> TEXT SEGMENT:

BEGIN

4.6.3 Comparison results of different methods in different data sets

The imbalanced data reduces the accuracy of multiple classifications, so data augmentation is required to reduce the impact of imbalanced data sets. In this part, we discuss the accuracy of the proposed method and other data enhancement methods in multiple classifications on imbalanced data sets.

HENU data sets: As can be seen from Fig.13, Random Oversampling (RO) achieves the effect of data augmentation by randomly replicating minority class data so that the classification accuracy of this method is better when Q is high. When Q is small, the feature information of fault data is still lacking after data enhancement, reducing the classification accuracy. ADASYN method is worse than other methods for classification accuracy. The data boundary of inner fault and outer fault is close. ADASYN adds different types of fault features when synthesizing data, which causes the final classification difficulty. CNN-LSTM [45] can efficiently extract temporal features, but imbalanced data characteristics impact it negatively. MK-CNN [46] focus on imbalanced feature through its multiscale kernel, which can get better classification accuracy. The method proposed in this paper does not widen the gap with other methods when Q is 1:10. Com-pared with SMOTE, the proposed method is even lower when Q is 1:10 and 1:20. The feature of generated data will be less critical when imbalanced training sets consist of an abundant feature. Our method is fit for highly imbalanced data sets which get close to actual industrial production. And the accuracy is much higher than other methods when Q is 1:50 and 1:70. The accuracy is higher than that of LSGAN, which indirectly indicates that the proposed method can generate and select higher quality data. Therefore, it can be shown that the EGAN-DSM method can effectively improve the performance of fault diagnosis under imbalanced conditions.

CWRU data sets: As seen in Fig.14, compared with RO, SMOTE, ADASYN, CNN-LSTM, and MK-CNN methods, our method achieved the best F-score in CWRU data sets. When the Q is large, the F-score of the pro-posed method and other methods are not far apart. However, as the Q decreases, the difference between the F-score of the proposed method and other methods becomes larger and larger. This can indicate directly that our method can solve imbalance bearing data effectively.

END

> TASK INSTRUCTIONS:
a: Decide whether each statement agrees with the comparison section, answering yes or no and quoting the words that settle it: (i) On the HENU data sets, ADASYN gives lower classification accuracy than the other methods. (ii) On the HENU data sets, the proposed method scores higher than SMOTE at every value of Q. (iii) On the CWRU data sets, the F-score gap between the proposed method and the others shrinks as Q decreases.
b: Output the comparison section word for word from "CWRU data sets: As" to "bearing data effectively.".

[Data items]

BEGIN

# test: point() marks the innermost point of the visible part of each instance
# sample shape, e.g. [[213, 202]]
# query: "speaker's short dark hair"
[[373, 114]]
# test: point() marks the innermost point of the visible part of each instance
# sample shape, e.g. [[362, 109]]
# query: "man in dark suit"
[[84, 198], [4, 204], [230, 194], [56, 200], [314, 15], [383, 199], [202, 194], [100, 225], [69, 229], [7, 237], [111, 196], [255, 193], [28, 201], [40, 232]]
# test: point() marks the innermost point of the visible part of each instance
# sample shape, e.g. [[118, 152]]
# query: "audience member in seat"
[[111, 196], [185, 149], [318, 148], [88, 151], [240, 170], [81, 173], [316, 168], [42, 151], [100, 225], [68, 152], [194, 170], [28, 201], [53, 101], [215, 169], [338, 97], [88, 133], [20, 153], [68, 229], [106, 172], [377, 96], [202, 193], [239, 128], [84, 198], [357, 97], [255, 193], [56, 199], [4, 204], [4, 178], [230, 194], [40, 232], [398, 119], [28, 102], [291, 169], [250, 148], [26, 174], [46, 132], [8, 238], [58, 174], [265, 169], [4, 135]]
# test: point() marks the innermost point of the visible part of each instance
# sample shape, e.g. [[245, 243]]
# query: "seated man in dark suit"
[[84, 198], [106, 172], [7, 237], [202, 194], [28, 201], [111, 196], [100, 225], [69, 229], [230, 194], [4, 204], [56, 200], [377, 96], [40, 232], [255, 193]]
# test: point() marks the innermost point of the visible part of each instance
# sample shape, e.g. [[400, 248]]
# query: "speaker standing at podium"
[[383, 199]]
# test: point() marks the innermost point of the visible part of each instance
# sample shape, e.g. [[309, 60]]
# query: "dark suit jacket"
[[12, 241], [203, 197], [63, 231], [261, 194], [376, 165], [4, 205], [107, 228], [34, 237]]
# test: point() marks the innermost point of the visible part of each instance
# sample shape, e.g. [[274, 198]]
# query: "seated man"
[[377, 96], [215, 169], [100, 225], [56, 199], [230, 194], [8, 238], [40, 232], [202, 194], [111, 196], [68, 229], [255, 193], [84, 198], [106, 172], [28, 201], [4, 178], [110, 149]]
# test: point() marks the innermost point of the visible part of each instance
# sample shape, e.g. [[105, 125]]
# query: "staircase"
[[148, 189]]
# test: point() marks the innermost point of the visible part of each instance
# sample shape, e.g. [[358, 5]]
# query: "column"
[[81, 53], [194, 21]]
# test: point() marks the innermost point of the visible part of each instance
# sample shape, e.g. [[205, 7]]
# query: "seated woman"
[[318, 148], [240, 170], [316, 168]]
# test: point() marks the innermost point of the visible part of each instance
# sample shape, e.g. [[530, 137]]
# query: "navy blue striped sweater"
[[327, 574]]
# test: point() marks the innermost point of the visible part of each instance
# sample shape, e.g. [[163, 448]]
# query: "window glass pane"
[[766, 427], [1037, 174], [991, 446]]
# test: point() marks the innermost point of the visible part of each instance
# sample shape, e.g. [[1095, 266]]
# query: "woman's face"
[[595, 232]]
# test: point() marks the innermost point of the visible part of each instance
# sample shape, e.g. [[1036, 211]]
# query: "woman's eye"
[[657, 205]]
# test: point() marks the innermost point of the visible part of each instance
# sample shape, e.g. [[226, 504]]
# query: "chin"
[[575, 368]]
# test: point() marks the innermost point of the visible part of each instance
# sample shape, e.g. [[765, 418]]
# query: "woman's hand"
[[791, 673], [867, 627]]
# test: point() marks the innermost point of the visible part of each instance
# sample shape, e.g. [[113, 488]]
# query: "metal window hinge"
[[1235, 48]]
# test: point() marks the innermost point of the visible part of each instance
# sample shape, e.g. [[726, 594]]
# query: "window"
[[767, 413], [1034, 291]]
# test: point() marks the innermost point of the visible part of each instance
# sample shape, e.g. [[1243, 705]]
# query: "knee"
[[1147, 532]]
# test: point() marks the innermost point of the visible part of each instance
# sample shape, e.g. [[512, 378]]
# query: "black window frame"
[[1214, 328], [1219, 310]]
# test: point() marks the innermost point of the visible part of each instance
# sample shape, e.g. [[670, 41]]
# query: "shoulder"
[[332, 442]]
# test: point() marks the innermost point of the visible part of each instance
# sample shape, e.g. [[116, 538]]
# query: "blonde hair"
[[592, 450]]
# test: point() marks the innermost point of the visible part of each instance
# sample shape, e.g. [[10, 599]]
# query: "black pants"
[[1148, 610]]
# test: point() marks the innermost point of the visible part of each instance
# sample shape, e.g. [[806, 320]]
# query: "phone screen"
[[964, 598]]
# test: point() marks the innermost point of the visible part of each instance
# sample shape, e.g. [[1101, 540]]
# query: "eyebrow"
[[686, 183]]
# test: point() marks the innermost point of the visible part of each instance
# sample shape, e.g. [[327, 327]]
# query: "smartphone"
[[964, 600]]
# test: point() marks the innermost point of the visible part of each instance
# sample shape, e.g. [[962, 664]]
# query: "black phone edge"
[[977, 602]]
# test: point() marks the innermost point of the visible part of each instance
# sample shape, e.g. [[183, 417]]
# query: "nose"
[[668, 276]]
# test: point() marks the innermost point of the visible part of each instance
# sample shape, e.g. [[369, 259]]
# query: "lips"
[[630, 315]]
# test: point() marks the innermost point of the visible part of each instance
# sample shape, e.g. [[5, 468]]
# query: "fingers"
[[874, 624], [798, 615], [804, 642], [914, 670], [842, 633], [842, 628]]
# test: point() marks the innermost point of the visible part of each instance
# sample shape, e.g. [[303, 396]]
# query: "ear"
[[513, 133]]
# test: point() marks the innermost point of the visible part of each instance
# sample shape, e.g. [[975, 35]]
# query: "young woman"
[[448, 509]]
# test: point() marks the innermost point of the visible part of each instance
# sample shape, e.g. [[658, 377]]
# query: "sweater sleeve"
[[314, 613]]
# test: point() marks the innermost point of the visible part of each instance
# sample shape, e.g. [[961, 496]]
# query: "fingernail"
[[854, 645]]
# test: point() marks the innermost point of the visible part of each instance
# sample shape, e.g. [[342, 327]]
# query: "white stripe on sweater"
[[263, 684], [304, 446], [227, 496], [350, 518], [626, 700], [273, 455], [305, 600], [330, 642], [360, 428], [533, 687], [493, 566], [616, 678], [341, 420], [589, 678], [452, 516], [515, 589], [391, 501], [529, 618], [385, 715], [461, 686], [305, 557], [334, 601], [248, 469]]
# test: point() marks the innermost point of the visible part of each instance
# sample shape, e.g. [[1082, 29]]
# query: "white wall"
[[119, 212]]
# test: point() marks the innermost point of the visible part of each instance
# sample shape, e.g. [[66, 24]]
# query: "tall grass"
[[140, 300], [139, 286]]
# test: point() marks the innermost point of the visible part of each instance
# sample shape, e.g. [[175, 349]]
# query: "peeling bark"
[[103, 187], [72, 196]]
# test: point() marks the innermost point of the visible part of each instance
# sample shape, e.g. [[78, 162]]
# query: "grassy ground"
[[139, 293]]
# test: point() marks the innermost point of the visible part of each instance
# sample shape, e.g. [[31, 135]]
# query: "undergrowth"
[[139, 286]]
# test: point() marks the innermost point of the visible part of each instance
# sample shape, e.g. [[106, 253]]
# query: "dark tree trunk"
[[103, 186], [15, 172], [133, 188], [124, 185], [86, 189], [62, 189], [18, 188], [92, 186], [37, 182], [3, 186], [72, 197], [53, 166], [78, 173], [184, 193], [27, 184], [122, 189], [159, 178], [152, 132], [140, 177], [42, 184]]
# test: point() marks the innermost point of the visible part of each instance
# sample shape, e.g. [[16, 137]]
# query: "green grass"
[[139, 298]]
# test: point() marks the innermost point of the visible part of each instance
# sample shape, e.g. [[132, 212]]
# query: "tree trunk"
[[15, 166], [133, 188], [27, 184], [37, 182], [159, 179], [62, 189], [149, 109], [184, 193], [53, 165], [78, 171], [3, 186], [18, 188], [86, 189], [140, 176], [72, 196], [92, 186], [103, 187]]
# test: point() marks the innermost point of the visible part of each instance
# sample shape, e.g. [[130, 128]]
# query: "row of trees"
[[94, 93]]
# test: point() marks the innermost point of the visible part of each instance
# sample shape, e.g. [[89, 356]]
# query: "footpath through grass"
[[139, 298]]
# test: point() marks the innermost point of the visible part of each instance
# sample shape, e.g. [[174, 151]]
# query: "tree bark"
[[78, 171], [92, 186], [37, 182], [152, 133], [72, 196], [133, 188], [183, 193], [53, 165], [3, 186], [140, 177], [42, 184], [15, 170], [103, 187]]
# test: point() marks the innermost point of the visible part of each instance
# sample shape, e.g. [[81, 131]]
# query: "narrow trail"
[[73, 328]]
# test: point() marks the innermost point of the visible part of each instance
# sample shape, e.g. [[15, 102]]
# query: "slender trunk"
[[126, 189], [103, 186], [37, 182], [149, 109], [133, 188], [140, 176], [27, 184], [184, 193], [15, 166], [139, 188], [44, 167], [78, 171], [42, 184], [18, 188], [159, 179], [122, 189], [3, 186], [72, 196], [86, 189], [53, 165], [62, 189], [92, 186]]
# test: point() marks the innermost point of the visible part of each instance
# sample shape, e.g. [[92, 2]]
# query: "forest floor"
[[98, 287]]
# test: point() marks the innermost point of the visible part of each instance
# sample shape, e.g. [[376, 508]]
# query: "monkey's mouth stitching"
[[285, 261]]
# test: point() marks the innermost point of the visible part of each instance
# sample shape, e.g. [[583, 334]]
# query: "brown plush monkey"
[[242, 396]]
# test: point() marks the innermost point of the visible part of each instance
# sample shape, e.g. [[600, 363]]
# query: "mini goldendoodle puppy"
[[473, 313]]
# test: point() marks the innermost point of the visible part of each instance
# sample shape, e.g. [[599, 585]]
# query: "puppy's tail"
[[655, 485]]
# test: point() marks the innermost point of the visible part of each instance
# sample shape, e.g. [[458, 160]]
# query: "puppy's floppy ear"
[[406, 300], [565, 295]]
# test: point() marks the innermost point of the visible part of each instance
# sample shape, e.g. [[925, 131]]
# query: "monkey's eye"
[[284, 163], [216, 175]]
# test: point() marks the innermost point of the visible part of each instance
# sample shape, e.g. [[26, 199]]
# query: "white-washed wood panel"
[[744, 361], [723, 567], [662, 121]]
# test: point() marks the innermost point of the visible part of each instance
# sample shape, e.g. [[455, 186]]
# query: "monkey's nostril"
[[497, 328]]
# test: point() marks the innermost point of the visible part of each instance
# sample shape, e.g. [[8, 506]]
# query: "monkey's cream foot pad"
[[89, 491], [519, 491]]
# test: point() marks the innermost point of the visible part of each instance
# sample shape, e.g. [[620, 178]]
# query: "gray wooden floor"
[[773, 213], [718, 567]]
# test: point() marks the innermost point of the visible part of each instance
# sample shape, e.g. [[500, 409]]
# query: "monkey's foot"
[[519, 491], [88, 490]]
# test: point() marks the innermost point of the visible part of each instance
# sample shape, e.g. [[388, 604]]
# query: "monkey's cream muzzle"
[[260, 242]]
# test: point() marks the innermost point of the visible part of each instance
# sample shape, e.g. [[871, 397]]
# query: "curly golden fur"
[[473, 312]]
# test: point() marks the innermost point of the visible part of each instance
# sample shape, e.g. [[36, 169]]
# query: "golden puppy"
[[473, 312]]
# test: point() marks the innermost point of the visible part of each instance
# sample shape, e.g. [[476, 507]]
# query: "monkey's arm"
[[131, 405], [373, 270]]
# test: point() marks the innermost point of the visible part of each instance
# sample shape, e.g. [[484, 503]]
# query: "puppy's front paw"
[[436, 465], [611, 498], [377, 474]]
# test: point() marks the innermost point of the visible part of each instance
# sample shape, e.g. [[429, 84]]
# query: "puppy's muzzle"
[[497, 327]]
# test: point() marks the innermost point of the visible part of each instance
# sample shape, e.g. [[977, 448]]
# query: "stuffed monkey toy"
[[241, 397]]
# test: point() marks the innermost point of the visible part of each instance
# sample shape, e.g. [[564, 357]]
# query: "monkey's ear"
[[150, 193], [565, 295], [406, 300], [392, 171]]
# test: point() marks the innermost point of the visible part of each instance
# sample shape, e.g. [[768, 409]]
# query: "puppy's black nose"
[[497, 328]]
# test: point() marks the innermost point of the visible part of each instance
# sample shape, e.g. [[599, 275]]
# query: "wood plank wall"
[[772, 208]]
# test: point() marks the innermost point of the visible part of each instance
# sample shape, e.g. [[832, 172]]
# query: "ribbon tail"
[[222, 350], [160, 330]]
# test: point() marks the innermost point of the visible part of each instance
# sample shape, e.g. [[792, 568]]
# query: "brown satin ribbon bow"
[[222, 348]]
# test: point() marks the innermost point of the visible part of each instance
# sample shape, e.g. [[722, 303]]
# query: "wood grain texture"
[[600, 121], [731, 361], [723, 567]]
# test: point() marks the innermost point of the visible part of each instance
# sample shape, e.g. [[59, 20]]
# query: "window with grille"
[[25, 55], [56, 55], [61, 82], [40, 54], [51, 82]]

END

> SOLUTIONS TO EACH TASK:
a:
(i) Yes: "ADASYN method is worse than other methods for classification accuracy."
(ii) No: "Com-pared with SMOTE, the proposed method is even lower when Q is 1:10 and 1:20."
(iii) No: "as the Q decreases, the difference between the F-score of the proposed method and other methods becomes larger and larger."

b:
CWRU data sets: As seen in Fig.14, compared with RO, SMOTE, ADASYN, CNN-LSTM, and MK-CNN methods, our method achieved the best F-score in CWRU data sets. When the Q is large, the F-score of the pro-posed method and other methods are not far apart. However, as the Q decreases, the difference between the F-score of the proposed method and other methods becomes larger and larger. This can indicate directly that our method can solve imbalance bearing data effectively.